> TASK INSTRUCTIONS
Print the listing below in its entirety, character for character.

--- START TASK MATERIAL ---

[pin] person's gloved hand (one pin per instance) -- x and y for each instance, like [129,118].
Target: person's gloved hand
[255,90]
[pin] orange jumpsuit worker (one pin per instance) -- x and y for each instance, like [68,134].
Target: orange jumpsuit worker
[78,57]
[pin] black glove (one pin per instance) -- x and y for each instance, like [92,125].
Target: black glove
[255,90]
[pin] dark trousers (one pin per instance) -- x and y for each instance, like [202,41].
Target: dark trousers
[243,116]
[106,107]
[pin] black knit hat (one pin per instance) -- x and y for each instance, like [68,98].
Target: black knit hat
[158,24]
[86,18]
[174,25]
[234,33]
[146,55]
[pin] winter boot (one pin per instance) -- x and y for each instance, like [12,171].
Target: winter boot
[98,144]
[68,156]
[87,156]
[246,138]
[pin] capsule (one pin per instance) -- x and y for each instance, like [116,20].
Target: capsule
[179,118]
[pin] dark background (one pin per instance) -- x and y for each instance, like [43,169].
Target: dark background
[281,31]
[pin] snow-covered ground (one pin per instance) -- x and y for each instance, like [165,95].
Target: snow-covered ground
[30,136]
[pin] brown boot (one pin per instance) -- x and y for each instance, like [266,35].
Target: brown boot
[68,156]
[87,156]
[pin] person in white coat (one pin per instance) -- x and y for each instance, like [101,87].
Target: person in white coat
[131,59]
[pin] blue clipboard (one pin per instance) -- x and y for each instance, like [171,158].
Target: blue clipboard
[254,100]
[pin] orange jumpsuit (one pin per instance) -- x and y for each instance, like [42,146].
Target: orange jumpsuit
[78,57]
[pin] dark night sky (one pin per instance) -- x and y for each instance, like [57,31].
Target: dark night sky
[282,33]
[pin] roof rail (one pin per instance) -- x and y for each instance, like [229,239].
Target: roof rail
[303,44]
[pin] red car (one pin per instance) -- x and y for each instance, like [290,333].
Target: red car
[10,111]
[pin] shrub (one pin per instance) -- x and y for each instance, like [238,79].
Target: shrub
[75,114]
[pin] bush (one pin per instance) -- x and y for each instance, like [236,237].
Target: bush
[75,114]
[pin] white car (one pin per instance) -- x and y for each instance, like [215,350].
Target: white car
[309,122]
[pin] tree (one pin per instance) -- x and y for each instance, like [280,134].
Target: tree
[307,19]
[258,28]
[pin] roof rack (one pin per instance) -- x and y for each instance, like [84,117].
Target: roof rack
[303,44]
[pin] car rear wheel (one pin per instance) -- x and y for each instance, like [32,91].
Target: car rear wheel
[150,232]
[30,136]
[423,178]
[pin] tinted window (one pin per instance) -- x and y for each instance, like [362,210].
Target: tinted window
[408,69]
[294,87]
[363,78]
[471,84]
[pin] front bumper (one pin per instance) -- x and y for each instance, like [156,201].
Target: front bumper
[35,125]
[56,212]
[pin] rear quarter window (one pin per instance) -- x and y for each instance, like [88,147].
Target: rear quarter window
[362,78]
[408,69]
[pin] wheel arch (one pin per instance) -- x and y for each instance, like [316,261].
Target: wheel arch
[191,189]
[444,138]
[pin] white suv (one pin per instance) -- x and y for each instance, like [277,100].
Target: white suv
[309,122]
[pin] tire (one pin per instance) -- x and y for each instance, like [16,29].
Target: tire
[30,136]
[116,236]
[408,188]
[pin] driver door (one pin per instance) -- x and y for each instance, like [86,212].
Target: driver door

--- END TASK MATERIAL ---

> RESULT
[pin] person's gloved hand (one pin per instance) -- x and y for each instance, like [129,118].
Target: person's gloved hand
[255,90]
[pin] orange jumpsuit worker (one pin per instance) -- x and y for each instance, like [68,134].
Target: orange jumpsuit worker
[78,57]
[pin] black glove (one pin per instance) -- x and y for each instance, like [92,125].
Target: black glove
[255,90]
[pin] dark trousers (one pin per instance) -- x and y for each instance, like [202,41].
Target: dark trousers
[243,116]
[106,107]
[pin] black knit hat (one pin per instance) -- x and y for each instance, like [68,98].
Target: black knit hat
[158,24]
[86,18]
[174,25]
[234,33]
[146,55]
[pin] winter boot (one pin per instance) -- x and y for each instance, like [12,171].
Target: winter boot
[98,144]
[68,156]
[87,156]
[246,138]
[pin] capsule (one pin per instance) -- x and y for each instance, like [116,20].
Target: capsule
[179,118]
[pin] dark background (one pin per instance) -- x and y for each instance, like [43,169].
Target: dark background
[281,31]
[pin] snow-covered ground (one pin per instance) -- x and y for each instance, like [165,95].
Target: snow-covered ground
[30,136]
[pin] brown boot (one pin per instance) -- x and y for each instance, like [266,35].
Target: brown boot
[68,156]
[87,156]
[pin] person in white coat (one pin per instance) -- x and y for each instance, like [101,87].
Target: person in white coat
[131,59]
[pin] blue clipboard (one pin per instance) -- x and y for each instance, like [171,158].
Target: blue clipboard
[254,100]
[pin] orange jumpsuit (one pin per instance) -- x and y for each instance, like [42,146].
Target: orange jumpsuit
[78,57]
[pin] dark night sky (one pin per instance) -- x and y for each instance, like [57,31].
Target: dark night sky
[282,33]
[pin] roof rail (one pin per instance) -- x and y for each instance, like [229,239].
Target: roof rail
[303,44]
[pin] red car (one pin per instance) -- x and y for each instance, like [290,333].
Target: red car
[10,111]
[pin] shrub (one pin per instance) -- x and y for each instance, like [238,79].
Target: shrub
[75,114]
[pin] bush (one pin per instance) -- x and y for each instance, like [236,237].
Target: bush
[75,114]
[pin] white car (one pin per instance) -- x and y for each instance, like [215,350].
Target: white car
[309,122]
[pin] tree (one pin per instance) -- x and y for each instance, like [280,134].
Target: tree
[307,19]
[258,28]
[pin] roof rack (one pin per instance) -- x and y for each instance, like [84,117].
Target: roof rack
[303,44]
[pin] car rear wheel (one pin per instance) -- x and y for each instance, like [32,91].
Target: car rear wheel
[150,232]
[30,136]
[423,178]
[pin] tinted window (one pin per instance) -- x and y for each instance, like [362,210].
Target: tinted window
[408,69]
[294,87]
[363,78]
[471,84]
[pin] front bumper (one pin per instance) -- x and y for each instance, like [156,201].
Target: front bumper
[35,125]
[56,212]
[pin] rear quarter window (one pin per instance) -- x and y for each instance, like [88,147].
Target: rear quarter window
[362,78]
[408,69]
[pin] wheel arch (one pin per instance) -- x and y for each instance, like [316,261].
Target: wheel arch
[191,189]
[444,138]
[pin] white suv (one pin per instance) -- x and y for each instance, like [277,100].
Target: white suv
[309,122]
[pin] tire (one pin per instance) -- x and y for each instance, like [16,29].
Target: tire
[30,136]
[116,236]
[408,188]
[pin] driver door (one pin per instance) -- x and y for each instance, like [86,212].
Target: driver door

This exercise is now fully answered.